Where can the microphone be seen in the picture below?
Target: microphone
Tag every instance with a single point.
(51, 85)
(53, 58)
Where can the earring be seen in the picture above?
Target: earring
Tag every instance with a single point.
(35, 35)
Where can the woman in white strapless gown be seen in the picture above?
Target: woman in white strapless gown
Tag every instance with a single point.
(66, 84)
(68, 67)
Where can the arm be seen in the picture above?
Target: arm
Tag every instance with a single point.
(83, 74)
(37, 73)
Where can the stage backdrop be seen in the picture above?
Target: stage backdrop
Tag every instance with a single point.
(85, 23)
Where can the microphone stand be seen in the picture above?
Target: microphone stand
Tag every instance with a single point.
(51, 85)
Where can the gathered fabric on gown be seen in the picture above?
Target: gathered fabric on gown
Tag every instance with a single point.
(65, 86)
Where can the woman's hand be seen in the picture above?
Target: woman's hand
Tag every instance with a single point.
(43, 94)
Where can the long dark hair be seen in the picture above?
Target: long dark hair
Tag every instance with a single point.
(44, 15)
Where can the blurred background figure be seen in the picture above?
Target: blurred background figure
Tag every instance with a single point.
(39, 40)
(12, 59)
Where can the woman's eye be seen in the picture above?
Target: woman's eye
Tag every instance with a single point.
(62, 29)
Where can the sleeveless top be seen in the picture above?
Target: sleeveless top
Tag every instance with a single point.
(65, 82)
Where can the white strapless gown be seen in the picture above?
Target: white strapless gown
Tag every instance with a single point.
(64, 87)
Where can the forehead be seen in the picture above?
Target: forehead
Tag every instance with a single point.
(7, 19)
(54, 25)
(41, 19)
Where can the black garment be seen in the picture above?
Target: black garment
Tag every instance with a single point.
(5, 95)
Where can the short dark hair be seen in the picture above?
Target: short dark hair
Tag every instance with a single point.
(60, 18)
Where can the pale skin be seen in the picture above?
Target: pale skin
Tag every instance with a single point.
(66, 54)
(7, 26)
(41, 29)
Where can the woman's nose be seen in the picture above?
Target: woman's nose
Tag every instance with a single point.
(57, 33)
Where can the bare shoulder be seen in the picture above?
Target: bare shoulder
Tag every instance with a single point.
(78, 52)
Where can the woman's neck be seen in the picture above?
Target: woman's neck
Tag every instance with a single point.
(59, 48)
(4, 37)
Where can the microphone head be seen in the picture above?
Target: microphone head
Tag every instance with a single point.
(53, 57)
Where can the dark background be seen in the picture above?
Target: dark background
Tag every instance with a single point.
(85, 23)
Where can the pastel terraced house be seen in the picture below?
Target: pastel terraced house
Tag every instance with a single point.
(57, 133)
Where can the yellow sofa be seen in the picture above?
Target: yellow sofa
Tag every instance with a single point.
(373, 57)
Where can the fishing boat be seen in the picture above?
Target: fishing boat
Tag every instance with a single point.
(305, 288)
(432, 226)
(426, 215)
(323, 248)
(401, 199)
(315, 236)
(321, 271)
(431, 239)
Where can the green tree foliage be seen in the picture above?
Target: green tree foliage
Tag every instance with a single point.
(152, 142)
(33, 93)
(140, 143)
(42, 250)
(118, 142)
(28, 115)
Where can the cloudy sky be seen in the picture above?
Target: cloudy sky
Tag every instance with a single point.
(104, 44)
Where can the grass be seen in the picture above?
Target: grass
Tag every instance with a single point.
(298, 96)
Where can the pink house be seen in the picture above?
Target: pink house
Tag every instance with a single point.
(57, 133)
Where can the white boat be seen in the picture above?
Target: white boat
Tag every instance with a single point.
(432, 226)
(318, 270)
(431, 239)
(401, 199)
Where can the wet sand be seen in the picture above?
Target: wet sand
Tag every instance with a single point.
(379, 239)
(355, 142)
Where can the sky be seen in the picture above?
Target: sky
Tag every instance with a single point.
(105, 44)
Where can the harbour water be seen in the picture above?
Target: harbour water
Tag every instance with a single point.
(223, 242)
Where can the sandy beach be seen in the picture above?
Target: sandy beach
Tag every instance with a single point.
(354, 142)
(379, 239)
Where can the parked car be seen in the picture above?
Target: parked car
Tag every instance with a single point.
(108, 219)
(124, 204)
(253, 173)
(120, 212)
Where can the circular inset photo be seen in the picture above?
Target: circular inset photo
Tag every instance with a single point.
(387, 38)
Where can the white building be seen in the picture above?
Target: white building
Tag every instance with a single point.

· · · · ·

**Assignment**
Go through the material above and output exactly the lines from the one containing "Target: pink house" through the one containing "Where can the wet".

**Written reply**
Target: pink house
Tag every instance with a single point.
(57, 133)
Where can the white boat be seen in the picture above?
Target: white boat
Tag every instance with a single point.
(432, 226)
(318, 270)
(431, 239)
(401, 199)
Where can the wet sand be seen in the picture above?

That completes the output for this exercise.